*Listed records*.
+ + + +

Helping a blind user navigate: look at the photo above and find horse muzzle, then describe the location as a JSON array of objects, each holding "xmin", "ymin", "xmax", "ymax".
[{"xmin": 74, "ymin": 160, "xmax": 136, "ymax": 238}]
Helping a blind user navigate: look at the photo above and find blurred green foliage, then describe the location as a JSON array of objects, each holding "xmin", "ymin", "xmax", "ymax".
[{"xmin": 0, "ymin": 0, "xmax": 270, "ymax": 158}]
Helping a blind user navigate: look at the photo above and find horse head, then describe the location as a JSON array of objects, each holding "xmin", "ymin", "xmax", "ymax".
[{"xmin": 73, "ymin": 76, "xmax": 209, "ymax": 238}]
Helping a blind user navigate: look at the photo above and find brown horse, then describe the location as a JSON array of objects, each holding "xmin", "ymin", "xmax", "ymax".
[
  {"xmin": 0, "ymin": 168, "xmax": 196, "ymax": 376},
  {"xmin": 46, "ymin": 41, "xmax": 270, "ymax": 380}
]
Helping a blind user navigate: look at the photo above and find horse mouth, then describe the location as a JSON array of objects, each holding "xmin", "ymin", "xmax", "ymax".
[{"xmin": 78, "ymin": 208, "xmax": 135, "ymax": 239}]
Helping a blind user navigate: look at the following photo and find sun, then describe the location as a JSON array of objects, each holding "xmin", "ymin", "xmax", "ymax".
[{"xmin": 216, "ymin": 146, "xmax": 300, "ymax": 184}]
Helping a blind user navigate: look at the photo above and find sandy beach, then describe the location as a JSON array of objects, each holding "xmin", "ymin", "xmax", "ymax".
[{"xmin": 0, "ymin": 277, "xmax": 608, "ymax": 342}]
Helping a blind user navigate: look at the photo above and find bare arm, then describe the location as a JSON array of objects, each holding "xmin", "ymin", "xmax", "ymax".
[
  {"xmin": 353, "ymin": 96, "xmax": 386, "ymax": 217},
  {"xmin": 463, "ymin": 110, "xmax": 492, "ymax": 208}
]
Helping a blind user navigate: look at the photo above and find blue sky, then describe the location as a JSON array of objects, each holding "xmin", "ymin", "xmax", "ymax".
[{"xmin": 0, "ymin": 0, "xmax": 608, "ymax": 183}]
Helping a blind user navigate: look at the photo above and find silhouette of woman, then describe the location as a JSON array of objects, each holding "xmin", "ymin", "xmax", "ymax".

+ + + +

*Problem*. Repeat the records above exactly, from the first line to the last.

*Response to this task*.
Helping a blind user navigate: look at the photo above and find horse muzzle, then describe the location as a JSON array of objects, each holding "xmin", "ymin", "xmax", "ymax".
[{"xmin": 74, "ymin": 160, "xmax": 136, "ymax": 238}]
Helping a blind user navigate: look at the photo above and find blurred green foliage, then describe the location as a JSON array of objects, each holding "xmin", "ymin", "xmax", "ymax".
[{"xmin": 0, "ymin": 0, "xmax": 270, "ymax": 158}]
Helping a blind user navigate: look at the photo above and find horse head, then describe the location as a JSON array of objects, each holding "xmin", "ymin", "xmax", "ymax".
[{"xmin": 73, "ymin": 76, "xmax": 209, "ymax": 238}]
Helping a blind user navigate: look at the photo above and find brown horse, then describe the location as a JSON array of objects, each holding "xmin", "ymin", "xmax", "ymax".
[
  {"xmin": 0, "ymin": 168, "xmax": 196, "ymax": 376},
  {"xmin": 46, "ymin": 41, "xmax": 270, "ymax": 380}
]
Helping a blind user navigate: look at the photo above and find horse mouth, then describe the location as a JSON array of objects, each holding "xmin", "ymin", "xmax", "ymax".
[{"xmin": 78, "ymin": 208, "xmax": 135, "ymax": 239}]
Helping a blind user navigate: look at the following photo and find sun, then describe the location as a JSON array of objects, each holding "xmin", "ymin", "xmax", "ymax".
[{"xmin": 216, "ymin": 146, "xmax": 300, "ymax": 184}]
Helping a blind user navigate: look at the photo above and find sandy beach, then describe the location as a JSON array of objects, each holding "xmin", "ymin", "xmax", "ymax".
[{"xmin": 0, "ymin": 277, "xmax": 608, "ymax": 342}]
Helping a blind user navigate: look at the photo above and find bare arm, then describe the location as a JSON array of objects, each holding "xmin", "ymin", "xmax", "ymax".
[
  {"xmin": 353, "ymin": 96, "xmax": 386, "ymax": 217},
  {"xmin": 463, "ymin": 110, "xmax": 492, "ymax": 208}
]
Helping a blind user navigate: look at the photo above and find blue sky, then describe the location as a JSON array of objects, each holding "xmin", "ymin", "xmax", "ymax".
[{"xmin": 0, "ymin": 0, "xmax": 608, "ymax": 183}]
Helping a blind user navigate: look at the photo above and find silhouette of woman, then describe the location as a JSON array of objects, each holding "xmin", "ymin", "xmax", "ymax".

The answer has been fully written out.